> What to do:
Read through the listing below and return only the lines containing "positive".

> Extracted information:

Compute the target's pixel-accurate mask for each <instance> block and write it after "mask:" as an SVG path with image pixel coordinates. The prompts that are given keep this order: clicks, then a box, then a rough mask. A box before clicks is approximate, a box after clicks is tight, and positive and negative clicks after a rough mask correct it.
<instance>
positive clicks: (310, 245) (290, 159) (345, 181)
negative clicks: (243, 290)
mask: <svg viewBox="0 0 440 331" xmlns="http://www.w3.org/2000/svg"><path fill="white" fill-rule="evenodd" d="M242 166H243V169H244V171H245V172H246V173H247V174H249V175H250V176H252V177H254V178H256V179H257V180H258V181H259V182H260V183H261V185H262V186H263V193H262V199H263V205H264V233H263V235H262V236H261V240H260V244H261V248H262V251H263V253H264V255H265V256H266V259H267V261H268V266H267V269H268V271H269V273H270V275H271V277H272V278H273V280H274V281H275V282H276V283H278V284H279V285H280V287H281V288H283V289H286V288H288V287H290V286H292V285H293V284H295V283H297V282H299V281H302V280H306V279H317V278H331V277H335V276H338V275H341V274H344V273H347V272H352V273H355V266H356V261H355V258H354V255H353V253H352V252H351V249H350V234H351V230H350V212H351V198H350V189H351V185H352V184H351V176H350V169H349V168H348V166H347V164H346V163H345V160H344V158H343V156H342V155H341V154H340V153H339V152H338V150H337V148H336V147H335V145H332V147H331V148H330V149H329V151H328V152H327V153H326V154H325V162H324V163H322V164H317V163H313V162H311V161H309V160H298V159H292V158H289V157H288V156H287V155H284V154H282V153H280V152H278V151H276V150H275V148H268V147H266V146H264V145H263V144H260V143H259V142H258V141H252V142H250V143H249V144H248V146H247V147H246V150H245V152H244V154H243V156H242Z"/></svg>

> Result of this task:
Compute the target's pixel-accurate mask for each <instance> block and write it after "mask:" as an SVG path with image pixel coordinates. The prompts that are given keep this order: clicks, then a box, then a rough mask. A box before clicks is approximate, a box after clicks is tight, and positive and negative clicks after a rough mask correct it.
positive clicks: (310, 245) (290, 159) (345, 181)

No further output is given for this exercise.